**Gegeven opdracht**
Schrijf de regels hieronder ongewijzigd over. Begin bij de eerste regel en stop na de regel met "[0,0,640,130]".

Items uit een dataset
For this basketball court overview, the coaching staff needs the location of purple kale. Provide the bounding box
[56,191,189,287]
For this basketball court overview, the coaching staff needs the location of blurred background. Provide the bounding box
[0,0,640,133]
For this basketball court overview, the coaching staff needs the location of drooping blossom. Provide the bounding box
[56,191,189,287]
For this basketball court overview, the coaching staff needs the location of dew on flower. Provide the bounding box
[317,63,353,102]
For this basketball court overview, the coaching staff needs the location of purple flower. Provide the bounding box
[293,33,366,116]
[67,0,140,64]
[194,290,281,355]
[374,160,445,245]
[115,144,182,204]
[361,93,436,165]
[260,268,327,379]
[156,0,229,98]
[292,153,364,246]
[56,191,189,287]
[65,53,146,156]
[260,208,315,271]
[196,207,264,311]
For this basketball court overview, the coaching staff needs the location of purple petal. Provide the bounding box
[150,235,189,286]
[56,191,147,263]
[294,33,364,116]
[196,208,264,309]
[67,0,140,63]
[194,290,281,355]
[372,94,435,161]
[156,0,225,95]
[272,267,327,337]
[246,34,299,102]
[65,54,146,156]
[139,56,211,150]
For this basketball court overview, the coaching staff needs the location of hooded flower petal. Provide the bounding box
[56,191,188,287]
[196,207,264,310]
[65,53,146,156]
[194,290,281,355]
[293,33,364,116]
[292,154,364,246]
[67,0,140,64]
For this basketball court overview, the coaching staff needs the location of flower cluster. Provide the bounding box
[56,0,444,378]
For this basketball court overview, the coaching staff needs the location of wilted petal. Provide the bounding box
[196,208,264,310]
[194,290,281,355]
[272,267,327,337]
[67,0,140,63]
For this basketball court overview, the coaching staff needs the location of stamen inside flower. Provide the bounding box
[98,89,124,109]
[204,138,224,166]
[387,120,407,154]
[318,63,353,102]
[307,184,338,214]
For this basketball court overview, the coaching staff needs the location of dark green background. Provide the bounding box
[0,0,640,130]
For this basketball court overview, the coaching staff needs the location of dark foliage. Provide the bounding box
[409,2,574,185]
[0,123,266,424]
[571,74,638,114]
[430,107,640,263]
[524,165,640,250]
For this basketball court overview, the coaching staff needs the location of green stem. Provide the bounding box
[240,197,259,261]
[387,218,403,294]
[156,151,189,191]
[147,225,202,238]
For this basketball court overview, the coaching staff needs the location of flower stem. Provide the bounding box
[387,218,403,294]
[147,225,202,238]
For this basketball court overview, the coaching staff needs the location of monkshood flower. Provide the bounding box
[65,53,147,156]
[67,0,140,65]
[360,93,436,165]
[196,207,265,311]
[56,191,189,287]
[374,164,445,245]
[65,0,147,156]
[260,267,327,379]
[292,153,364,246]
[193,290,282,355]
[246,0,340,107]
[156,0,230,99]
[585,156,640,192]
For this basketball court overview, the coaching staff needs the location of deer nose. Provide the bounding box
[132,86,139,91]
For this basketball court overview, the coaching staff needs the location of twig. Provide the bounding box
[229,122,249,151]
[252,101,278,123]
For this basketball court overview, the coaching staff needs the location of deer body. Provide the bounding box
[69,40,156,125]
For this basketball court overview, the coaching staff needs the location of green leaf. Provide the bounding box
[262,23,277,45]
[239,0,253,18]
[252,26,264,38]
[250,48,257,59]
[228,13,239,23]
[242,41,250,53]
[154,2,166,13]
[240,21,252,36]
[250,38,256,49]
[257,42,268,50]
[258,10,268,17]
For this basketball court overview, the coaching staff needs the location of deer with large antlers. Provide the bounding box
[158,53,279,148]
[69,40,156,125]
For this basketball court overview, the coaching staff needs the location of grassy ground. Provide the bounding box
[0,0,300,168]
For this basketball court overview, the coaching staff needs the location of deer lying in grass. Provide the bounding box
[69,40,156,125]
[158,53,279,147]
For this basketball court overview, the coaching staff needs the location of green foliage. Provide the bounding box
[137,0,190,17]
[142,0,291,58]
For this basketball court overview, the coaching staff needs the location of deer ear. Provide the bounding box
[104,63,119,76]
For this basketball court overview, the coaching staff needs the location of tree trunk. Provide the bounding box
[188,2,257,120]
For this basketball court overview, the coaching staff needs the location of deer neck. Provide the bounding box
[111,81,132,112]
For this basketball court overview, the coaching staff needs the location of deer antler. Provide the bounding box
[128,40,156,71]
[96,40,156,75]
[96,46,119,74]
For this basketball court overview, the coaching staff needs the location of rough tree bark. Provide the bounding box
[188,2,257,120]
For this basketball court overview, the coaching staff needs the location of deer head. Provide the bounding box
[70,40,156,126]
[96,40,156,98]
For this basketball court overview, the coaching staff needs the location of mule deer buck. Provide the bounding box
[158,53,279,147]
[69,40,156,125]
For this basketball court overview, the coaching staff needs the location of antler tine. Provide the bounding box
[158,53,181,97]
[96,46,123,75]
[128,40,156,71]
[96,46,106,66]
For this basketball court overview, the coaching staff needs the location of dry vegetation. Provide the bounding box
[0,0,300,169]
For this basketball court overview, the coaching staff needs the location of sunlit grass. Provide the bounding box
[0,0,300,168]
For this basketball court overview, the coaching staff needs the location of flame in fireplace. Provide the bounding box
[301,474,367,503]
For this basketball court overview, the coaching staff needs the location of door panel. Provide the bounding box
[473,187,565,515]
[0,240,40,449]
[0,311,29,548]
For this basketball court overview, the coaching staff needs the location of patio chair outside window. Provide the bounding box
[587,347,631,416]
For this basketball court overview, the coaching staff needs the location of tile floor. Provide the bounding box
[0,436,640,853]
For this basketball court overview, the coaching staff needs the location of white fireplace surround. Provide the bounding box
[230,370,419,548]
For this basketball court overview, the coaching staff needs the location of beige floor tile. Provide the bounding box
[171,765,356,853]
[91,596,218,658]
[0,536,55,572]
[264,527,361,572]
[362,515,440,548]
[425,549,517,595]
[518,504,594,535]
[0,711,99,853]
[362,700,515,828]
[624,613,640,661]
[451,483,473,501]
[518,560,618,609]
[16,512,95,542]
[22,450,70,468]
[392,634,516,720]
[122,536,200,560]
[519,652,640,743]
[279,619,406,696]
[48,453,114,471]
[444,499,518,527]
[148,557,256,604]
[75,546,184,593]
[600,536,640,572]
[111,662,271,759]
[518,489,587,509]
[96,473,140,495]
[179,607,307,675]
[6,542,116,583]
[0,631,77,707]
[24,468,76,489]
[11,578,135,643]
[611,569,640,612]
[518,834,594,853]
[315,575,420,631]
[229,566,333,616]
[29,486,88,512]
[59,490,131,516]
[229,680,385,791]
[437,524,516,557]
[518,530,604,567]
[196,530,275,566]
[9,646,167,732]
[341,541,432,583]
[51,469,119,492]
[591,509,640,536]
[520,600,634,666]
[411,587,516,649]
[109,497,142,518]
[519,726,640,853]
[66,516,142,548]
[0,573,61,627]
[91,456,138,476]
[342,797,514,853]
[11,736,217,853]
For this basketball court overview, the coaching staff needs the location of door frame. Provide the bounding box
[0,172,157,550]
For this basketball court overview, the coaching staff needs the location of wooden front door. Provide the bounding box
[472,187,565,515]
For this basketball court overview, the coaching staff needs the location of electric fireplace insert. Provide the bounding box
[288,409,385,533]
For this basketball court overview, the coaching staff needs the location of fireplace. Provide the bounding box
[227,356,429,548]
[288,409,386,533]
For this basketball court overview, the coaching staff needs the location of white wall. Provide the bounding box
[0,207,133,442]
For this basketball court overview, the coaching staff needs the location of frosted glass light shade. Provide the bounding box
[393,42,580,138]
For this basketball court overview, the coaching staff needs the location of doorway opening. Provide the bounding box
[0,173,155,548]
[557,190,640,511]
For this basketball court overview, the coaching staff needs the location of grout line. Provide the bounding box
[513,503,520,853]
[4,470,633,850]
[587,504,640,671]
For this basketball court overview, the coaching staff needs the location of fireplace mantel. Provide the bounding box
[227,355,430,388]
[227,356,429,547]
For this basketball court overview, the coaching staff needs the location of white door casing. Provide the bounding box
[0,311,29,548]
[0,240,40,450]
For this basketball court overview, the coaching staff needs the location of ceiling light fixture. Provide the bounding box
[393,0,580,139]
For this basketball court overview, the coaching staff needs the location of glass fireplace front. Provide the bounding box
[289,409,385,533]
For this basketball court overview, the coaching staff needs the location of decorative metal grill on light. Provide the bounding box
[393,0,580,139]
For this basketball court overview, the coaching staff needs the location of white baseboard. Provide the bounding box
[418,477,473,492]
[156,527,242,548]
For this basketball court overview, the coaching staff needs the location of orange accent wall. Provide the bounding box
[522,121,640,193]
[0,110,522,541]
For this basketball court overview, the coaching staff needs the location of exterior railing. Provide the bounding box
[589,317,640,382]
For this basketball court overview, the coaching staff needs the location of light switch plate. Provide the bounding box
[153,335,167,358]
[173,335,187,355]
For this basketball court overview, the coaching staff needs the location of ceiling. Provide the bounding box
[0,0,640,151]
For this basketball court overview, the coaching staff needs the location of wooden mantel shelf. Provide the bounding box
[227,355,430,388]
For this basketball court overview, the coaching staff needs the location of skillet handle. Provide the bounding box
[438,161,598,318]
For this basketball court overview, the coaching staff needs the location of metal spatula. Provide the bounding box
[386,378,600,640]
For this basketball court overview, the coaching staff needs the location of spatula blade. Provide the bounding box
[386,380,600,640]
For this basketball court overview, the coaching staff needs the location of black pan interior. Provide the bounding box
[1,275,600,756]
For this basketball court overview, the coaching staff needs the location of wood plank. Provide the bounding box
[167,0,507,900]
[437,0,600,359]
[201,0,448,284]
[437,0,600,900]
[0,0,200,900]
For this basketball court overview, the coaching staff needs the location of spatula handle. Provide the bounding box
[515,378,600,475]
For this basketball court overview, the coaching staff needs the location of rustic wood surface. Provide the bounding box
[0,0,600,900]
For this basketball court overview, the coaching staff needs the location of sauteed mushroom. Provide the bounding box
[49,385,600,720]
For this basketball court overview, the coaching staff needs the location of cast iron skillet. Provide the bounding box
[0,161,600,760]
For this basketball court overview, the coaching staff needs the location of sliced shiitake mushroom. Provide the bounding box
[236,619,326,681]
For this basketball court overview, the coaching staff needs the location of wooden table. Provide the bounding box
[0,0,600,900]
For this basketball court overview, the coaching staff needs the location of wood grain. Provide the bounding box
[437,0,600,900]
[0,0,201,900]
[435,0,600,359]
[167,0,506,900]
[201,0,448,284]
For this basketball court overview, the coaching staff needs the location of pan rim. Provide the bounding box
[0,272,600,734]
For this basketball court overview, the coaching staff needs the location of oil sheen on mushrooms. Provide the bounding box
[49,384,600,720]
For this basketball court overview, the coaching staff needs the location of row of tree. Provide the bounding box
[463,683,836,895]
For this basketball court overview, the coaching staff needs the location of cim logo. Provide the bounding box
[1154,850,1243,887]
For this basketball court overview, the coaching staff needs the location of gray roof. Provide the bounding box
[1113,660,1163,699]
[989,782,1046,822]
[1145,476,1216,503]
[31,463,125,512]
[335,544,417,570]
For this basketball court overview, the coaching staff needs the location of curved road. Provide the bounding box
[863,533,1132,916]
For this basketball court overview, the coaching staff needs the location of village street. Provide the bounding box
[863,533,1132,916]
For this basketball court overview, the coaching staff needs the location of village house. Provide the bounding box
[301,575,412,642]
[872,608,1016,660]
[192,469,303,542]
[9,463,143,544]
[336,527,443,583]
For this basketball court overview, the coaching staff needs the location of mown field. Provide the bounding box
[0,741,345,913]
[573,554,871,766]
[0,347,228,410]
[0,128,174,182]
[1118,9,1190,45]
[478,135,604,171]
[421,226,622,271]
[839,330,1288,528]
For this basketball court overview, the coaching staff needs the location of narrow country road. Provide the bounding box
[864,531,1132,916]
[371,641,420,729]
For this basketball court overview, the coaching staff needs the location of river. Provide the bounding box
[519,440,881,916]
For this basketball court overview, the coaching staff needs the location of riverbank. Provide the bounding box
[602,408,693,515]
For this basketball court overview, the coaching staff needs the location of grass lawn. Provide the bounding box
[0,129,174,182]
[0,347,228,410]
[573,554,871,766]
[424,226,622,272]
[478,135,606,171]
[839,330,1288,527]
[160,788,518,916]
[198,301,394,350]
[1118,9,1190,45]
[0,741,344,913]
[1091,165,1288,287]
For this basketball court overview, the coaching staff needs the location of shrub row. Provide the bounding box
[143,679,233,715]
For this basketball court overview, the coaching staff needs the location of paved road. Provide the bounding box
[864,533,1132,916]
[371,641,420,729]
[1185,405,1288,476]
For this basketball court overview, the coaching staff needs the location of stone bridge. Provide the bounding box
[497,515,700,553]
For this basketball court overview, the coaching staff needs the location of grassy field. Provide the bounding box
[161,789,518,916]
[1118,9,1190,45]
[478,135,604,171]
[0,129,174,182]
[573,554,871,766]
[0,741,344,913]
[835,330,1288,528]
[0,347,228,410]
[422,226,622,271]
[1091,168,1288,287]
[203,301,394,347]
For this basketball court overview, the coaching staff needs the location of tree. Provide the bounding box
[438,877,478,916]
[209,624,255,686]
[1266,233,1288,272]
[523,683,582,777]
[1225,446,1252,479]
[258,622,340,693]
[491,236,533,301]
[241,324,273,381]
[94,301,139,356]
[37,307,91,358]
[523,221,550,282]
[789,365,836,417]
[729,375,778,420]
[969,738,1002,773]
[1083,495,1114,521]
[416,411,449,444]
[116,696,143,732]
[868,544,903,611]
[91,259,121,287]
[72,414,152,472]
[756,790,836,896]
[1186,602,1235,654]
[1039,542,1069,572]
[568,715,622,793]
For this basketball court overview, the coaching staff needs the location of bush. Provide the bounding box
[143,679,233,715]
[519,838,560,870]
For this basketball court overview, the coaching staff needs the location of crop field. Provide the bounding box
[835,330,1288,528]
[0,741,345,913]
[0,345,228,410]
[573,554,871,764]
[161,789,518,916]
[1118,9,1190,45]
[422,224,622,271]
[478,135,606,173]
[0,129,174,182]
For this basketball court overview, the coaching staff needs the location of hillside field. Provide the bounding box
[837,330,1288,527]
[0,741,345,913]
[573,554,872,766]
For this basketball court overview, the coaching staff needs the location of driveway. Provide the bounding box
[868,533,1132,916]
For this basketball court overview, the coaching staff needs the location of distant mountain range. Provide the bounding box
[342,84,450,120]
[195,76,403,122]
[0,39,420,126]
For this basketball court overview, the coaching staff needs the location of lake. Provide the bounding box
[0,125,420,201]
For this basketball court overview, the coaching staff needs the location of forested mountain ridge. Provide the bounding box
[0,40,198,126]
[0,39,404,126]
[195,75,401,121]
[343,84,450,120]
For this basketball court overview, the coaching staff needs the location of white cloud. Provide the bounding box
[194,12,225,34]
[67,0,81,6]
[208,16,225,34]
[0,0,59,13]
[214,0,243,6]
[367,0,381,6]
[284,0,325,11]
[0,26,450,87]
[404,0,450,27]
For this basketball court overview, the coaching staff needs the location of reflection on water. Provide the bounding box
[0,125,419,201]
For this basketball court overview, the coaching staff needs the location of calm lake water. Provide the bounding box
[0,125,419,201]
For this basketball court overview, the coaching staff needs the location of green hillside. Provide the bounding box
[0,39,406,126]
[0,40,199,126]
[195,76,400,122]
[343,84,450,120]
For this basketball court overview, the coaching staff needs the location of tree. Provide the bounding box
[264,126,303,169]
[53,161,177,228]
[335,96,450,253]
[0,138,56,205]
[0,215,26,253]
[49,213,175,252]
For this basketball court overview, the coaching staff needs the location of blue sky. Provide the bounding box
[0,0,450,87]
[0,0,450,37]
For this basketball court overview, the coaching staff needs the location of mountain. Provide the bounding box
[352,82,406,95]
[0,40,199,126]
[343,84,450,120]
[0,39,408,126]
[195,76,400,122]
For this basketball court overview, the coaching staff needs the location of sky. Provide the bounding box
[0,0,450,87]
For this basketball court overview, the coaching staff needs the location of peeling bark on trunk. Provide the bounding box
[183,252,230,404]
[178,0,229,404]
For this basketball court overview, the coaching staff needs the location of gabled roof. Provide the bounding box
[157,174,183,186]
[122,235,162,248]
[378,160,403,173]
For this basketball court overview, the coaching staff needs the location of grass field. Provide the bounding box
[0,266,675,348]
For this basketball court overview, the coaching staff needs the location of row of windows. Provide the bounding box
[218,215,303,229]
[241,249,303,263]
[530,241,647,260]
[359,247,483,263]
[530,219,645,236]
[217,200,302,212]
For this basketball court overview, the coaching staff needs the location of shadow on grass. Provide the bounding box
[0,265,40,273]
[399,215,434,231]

**Het resultaat**
For this basketball court overview, the coaching staff needs the location of purple kale. Provide the bounding box
[56,191,189,287]
For this basketball court overview, the coaching staff needs the location of blurred background. Provide the bounding box
[0,0,640,133]
For this basketball court overview, the coaching staff needs the location of drooping blossom. Provide the bounding box
[56,191,189,287]
For this basketball court overview, the coaching staff needs the location of dew on flower. Provide the bounding box
[317,63,353,102]
For this basketball court overview, the coaching staff needs the location of purple flower. Provide the bounding box
[293,33,366,116]
[67,0,140,64]
[194,290,281,355]
[374,160,445,245]
[115,144,182,204]
[361,93,436,165]
[260,268,327,379]
[156,0,229,98]
[292,153,364,246]
[56,191,189,287]
[65,53,146,156]
[260,208,315,271]
[196,207,264,311]
For this basketball court overview, the coaching staff needs the location of purple petal. Provide the bounding box
[150,235,189,286]
[56,191,147,263]
[294,33,364,116]
[196,208,264,309]
[67,0,140,63]
[194,290,281,355]
[372,94,435,161]
[156,0,225,95]
[272,267,327,337]
[246,34,299,102]
[65,54,146,156]
[139,56,211,150]
For this basketball court overview, the coaching staff needs the location of hooded flower petal. Provide the bounding box
[56,191,188,287]
[196,207,264,310]
[65,53,146,156]
[194,290,281,355]
[293,33,364,116]
[292,154,364,246]
[67,0,140,64]
For this basketball court overview, the coaching staff needs the location of flower cluster. Provide the bounding box
[56,0,444,378]
For this basketball court overview, the coaching staff needs the location of wilted petal. Provide the bounding box
[196,208,264,310]
[194,290,281,355]
[272,267,327,337]
[67,0,140,63]
For this basketball court overview, the coaching staff needs the location of stamen inside flower. Provide the bounding box
[98,89,124,109]
[204,138,224,166]
[387,120,407,154]
[318,63,353,102]
[307,184,338,214]
For this basketball court overview, the coaching staff needs the location of dark green background. Provide the bounding box
[0,0,640,130]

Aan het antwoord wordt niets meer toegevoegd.